WORK INSTRUCTION >>
The result should be a word-for-word retyping of the entries below, free of pictures.

TASK INPUTS >>
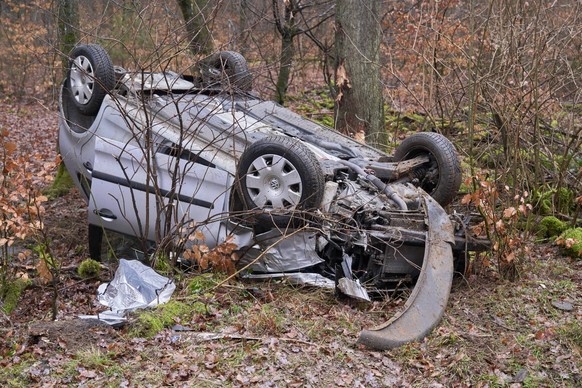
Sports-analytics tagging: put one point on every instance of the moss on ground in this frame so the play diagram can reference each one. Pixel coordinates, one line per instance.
(571, 242)
(10, 293)
(89, 268)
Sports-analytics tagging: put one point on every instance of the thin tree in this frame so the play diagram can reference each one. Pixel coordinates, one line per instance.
(291, 20)
(195, 14)
(359, 107)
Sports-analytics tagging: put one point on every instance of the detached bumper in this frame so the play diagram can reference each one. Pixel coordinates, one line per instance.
(426, 305)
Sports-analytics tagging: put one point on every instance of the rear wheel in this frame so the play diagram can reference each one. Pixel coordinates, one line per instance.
(90, 77)
(441, 176)
(227, 68)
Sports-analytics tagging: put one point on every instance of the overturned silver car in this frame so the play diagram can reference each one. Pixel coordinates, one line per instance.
(165, 157)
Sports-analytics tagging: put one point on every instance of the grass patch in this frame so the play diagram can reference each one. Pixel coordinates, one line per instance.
(150, 322)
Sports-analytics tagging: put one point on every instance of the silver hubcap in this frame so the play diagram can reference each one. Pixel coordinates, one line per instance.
(273, 183)
(82, 79)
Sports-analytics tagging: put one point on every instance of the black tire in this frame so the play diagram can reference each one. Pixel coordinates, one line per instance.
(441, 178)
(89, 78)
(296, 182)
(227, 68)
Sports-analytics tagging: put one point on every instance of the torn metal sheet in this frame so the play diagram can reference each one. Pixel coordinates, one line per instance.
(134, 286)
(288, 253)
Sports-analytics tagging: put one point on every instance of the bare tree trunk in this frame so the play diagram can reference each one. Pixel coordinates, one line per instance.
(359, 105)
(195, 13)
(68, 13)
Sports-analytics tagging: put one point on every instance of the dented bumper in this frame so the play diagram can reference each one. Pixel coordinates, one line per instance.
(426, 305)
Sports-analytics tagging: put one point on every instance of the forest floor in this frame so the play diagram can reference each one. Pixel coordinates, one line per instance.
(526, 332)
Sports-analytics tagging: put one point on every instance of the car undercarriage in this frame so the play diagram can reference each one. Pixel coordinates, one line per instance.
(197, 159)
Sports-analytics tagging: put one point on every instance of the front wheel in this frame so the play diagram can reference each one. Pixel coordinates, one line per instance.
(278, 175)
(90, 77)
(227, 68)
(441, 176)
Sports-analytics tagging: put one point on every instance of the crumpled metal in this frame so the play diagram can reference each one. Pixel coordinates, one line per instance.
(134, 286)
(282, 253)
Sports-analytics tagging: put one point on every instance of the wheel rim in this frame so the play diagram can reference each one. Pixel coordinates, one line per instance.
(273, 182)
(82, 79)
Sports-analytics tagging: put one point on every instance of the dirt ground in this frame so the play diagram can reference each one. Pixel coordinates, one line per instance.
(494, 333)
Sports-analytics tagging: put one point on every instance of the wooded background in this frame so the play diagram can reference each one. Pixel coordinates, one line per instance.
(503, 76)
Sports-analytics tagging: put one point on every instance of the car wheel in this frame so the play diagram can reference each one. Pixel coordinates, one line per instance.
(90, 77)
(278, 175)
(441, 178)
(228, 68)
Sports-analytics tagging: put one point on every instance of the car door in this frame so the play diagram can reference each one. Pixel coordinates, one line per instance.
(173, 194)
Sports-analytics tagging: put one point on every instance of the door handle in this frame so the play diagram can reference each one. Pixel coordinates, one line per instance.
(89, 167)
(106, 214)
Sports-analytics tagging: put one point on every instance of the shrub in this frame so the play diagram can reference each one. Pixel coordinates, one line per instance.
(550, 227)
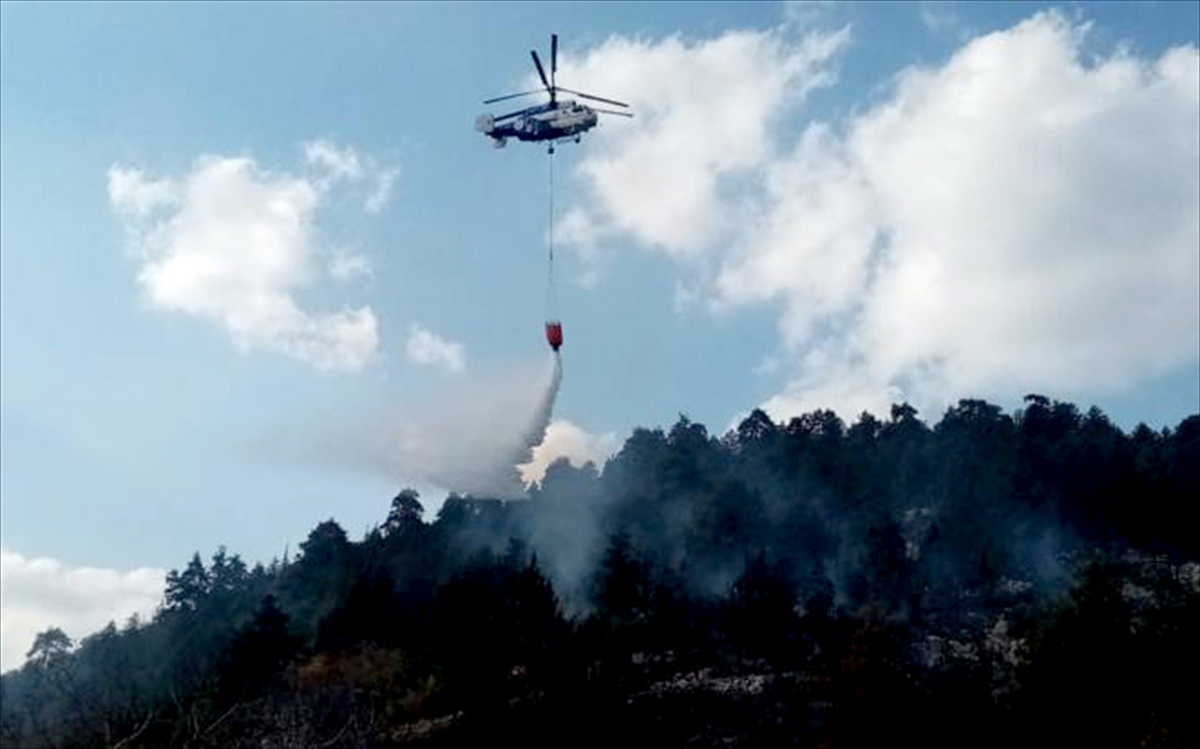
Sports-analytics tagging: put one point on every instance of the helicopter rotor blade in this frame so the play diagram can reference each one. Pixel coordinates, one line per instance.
(541, 72)
(492, 101)
(607, 101)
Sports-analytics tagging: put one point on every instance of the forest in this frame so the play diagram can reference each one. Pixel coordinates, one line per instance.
(994, 580)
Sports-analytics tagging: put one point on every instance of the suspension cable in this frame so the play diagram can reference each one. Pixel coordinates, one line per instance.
(551, 292)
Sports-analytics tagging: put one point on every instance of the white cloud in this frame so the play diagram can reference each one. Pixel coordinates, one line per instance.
(706, 114)
(427, 348)
(465, 435)
(1023, 217)
(382, 192)
(330, 163)
(333, 162)
(577, 445)
(39, 593)
(233, 243)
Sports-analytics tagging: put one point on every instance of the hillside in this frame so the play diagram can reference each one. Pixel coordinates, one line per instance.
(993, 580)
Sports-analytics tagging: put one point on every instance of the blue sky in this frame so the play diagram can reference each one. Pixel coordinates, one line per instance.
(816, 204)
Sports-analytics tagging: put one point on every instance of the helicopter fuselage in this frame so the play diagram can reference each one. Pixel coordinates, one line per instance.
(550, 121)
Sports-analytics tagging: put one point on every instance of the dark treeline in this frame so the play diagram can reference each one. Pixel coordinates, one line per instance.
(996, 580)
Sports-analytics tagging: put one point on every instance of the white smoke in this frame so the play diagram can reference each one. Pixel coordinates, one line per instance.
(466, 436)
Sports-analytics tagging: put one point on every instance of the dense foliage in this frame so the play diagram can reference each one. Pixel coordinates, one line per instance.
(996, 580)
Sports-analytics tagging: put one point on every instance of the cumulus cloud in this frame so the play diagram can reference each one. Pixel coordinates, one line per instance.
(576, 444)
(39, 593)
(234, 243)
(427, 348)
(1023, 216)
(706, 114)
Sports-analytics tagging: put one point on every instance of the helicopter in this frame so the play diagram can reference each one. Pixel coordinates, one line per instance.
(553, 121)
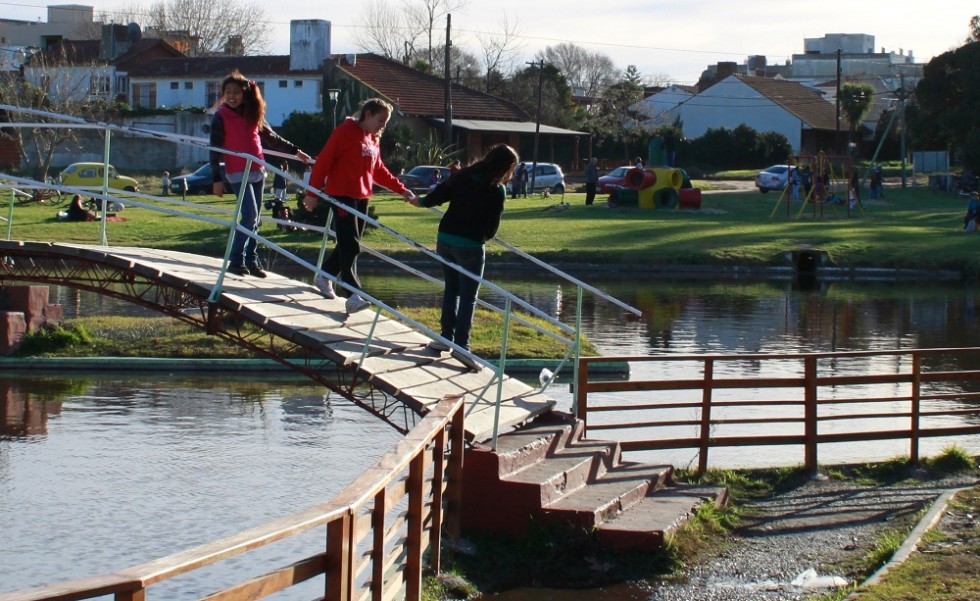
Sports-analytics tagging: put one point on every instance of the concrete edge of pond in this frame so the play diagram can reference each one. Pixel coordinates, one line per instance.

ANSWER >>
Sports-analytics tagging: put one point on every instance of the moss on ground in this frame so the play diagram can reference each one. Pixel coordinates, one line per instance.
(571, 242)
(10, 293)
(89, 268)
Sports-analytics tagging: put one point on every instance of the thin tree in this frame so the play diagram can reference each one. Pixel coordinates, one line per instance.
(291, 20)
(195, 14)
(359, 107)
Sports-analytics tagging: put one point on every instance of the detached bumper in this frame so the play diagram can reference each one. Pixel coordinates, one line per instance.
(426, 305)
Sports-analytics tagging: put one point on every instance of the rear wheel in this frame so the play diagram can reference each one. Pixel coordinates, one line per instance.
(90, 77)
(441, 176)
(227, 68)
Sports-analytics tagging: put one point on every instance of the overturned silver car in this frame so the play diagram can reference each one. Pixel coordinates, one line per instance.
(165, 157)
Sports-analytics tagging: put one point on every instance of the grass patch in this frame so the play diagram can reference each one. Pixel coordinates, one line per instance.
(150, 322)
Sports-analytics tagging: put one point on every instance of the silver hubcap in this frame so the play diagram can reference each one. Pixel coordinates, one line per instance.
(273, 183)
(82, 79)
Sports-analytics tagging: put one point on every instance of the black tire in this frame so the play diagram can reference each one. Pixel coordinates, one line per instance.
(441, 178)
(89, 78)
(296, 182)
(227, 68)
Sports-analytics tagging: put one point on every instance of the torn metal sheet in this frame so the play diagram can reference each one. Pixel coordinates, one line per instance.
(134, 286)
(288, 253)
Sports-analytics tagging: put one point on every instance of the bare tree trunk in this frame so the play diagram can reference each one. Pixel coordinates, one line per instance.
(359, 105)
(195, 13)
(68, 13)
Sports-analytics tagging: put one point on every instance of the dented bumper in this frame so the play diagram can reference each one. Pixel coordinates, one line per instance.
(426, 305)
Sports-analytics tagging: put one point on every instance of the forest floor in this frame so the play diagram can reference each one. Pixel coordinates, one line per instance.
(526, 332)
Sports-analytics tagging: put one point on every instance of the car undercarriage in this frame so the play diagram can reference each one. Pixel coordinates, one line per instance.
(197, 159)
Sports-analytics tagging: put one point on every instance of the front wheel in this frame so the play diagram can reference each one. Pixel coordinates, one line per instance.
(278, 175)
(90, 77)
(227, 68)
(441, 176)
Sports-analytics tagging: put one point on every instance of the crumpled metal in this frame so the play diagram can reference each one. Pixel coordinates, one line per instance.
(134, 286)
(282, 253)
Sports-analytics tagging: put one point on every instance of the wheel rim in this frame so the play diagram can reference each one. Pixel coordinates, one line per instance.
(273, 182)
(82, 79)
Sports-analytics tagging: put one point on every instance of the dirt ground in this frame so the play diagram can reference each one. Pixel coordinates, one line per instance.
(494, 333)
Sports-analytics tagging: put one point on every instance of the wooded background in this frame so the play diagram can reference each one. Pixel coordinates, one line per instance.
(503, 76)
Sports-analytics tagging: put one point on every instance of the car wheel in this frame so the play diagram can reference each one. Pixel coordinates, one line per instance.
(90, 77)
(278, 175)
(441, 178)
(228, 68)
Sports-analytics tagging: put one point on every instance of the car door in this frame so the play diagram can reference each one. Pixel coordinates, one line per instance.
(173, 194)
Sports-analytics tagging: put one point on every instance of the door handle in this frame so the play diagram can reference each one. Pixel coordinates, one line per instance.
(89, 167)
(106, 214)
Sports-analytics tagging: put one point on every instance of the shrub in this frame so the play diagram can reference each one. Pixel coordinates, one line per instance.
(550, 227)
Sports-analytics tagging: put one point on every instance of the helicopter rotor blade in this frame so the play diagram can reference each one. Pixel coordinates, one line per instance.
(541, 72)
(492, 101)
(607, 101)
Sports-analytics tagging: put one point on every instance of the forest in this frame so the play diagram can reference each one. Pixel coordinates, one line per instance.
(994, 580)
Sports-analytics tagging: put one point on every instance of the suspension cable in this frame so the play diagram can reference each one. Pixel coordinates, one line per instance.
(551, 292)
Sports-analytics tagging: put one point on every instance of the white cloud in this frame so the play diagram can reference each one. Pixel coordinates, one line per instance.
(706, 114)
(427, 348)
(465, 435)
(1023, 217)
(382, 192)
(330, 163)
(333, 162)
(577, 445)
(39, 593)
(233, 243)
Sports-analytics tagging: put one point on every instance of the hillside in this frame so the play diagram can reference each one. Pixel coordinates, one line per instance.
(993, 580)
Sports-analytics tagging: put one point on every instance of the blue sky in this frame so the play diagram can reference each one. Pixel coordinates, one line per instance.
(816, 204)
Sports-analytics tagging: put one point on every instance of the helicopter fuselage in this frame so the play diagram can reference each one. Pixel coordinates, one line per instance.
(550, 121)
Sports-analytics tagging: put one point on every instance of the dark treeline in this frame so the play diagram can reference each one. Pixel coordinates, one line per instance.
(996, 580)
Sports-analytics tagging: put one point on every instance of the white smoke in this frame so the play diagram can reference each one. Pixel coordinates, one line per instance.
(466, 436)
Sports-analytics tagging: put one point on every instance of the dense foliage in this frame so the play diagram can reference each one. Pixel coordinates, one line per instance.
(996, 580)
Sports-analytics tagging: put one point on every instance of the cumulus cloud in this frame so the play diagram can reference each one. Pixel coordinates, one line per instance.
(576, 444)
(39, 593)
(234, 243)
(427, 348)
(1023, 216)
(706, 114)
Sports-analytics tagging: put one point on every instance of the helicopter in this frame so the play diagram can reference each one. Pixel coordinates, one line per instance.
(553, 121)
Sports-analytics tagging: put one point on every instance of the concrete edge of pond in this frame so the play diagram can reference each one. Pixel coordinates, one line per instance.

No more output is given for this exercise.